What to work on »
Continue the Seminary Ridge Museum article from its last sentence.

Excerpted text »
################

Gettysburg’s Seminary Ridge Museum to Open on July 1, 2013, for 150th anniversary
Gettysburg’s newest experience set to open July 1, 2013
Seminary Ridge Museum to highlight Civil War medicine, faith, race issues
Gettysburg, Pennsylvania – September 5, 2012
Organizers with Gettysburg’s Seminary Ridge Museum say the facility is on track to open July 1, 2013, as part of the Civil War town’s 150th Anniversary Commemoration.
Known by many as the home to the famous cupola where Union Gen. John Buford scouted the countryside as the first day of the Battle of Gettysburg unfolded, the Seminary Ridge Museum is undergoing a $15 million renovation on the campus of the Lutheran Theological Seminary at Gettysburg.
Additionally, the building – known at the time as “Old Dorm” – was used as both a Union and Confederate hospital after the fighting on July 1, 1863. It’s been called the most important Civil War structure not owned by a public entity.

################

Stored dataset items:
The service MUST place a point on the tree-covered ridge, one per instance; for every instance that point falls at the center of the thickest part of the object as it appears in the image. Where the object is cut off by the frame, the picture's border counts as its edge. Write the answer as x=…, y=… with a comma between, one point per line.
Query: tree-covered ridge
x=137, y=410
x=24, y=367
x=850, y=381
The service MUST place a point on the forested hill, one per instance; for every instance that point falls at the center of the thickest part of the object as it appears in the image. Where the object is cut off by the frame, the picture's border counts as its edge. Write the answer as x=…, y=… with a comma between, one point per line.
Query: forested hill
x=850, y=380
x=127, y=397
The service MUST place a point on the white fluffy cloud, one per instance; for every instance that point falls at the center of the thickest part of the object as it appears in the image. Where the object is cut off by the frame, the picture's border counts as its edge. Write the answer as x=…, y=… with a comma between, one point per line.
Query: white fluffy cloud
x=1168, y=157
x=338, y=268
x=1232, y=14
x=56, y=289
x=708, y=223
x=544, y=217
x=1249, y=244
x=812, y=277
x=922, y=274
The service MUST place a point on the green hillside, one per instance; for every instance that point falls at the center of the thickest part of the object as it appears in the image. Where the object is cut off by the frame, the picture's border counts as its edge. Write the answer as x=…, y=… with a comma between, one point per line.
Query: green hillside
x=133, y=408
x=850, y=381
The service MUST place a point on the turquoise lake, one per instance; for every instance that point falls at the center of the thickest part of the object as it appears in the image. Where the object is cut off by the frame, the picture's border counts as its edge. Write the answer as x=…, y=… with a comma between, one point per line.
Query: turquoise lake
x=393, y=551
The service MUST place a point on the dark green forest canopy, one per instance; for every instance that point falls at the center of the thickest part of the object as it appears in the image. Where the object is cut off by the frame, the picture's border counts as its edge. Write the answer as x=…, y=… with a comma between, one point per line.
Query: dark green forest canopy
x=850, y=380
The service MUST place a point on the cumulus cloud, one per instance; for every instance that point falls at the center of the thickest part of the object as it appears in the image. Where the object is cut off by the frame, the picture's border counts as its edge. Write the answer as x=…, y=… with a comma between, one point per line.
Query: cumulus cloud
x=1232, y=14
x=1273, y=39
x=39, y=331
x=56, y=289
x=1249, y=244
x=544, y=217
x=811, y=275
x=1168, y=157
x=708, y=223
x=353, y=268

################

Exercise output »
“When the museum opens, visitors will be able to explore history where it happened, walk the halls where wounded soldiers suffered, and stand where many on both sides lost their lives,” said Barbara Franco, Executive Director of the Seminary Ridge Museum.
The Seminary Ridge Museum will feature exhibits and artifacts highlighting the stories of soldiers, nurses, and the residents of Old Dorm who were forced to flee into the Gettysburg countryside during the three-day battle. Additionally, the facility will include stories on African Americans who sought freedom in the Gettysburg area before and during the war.
“We’re excited about the opening of this new museum,” said Norris Flowers, President of the Gettysburg Convention & Visitors Bureau. “The building itself is one that many of our visitors will be eager to see, and the museum will share stories of Gettysburg’s history that many have not heard before.”
The Lutheran Theological Seminary itself, played a significant role in the battle – specifically on July 1, 1863 when Confederates forced Union troops through town and out to Cemetery Ridge where they spent the final two days of battle. Both the buildings and the people who lived and worked at the Seminary, were enormously impacted by the battle.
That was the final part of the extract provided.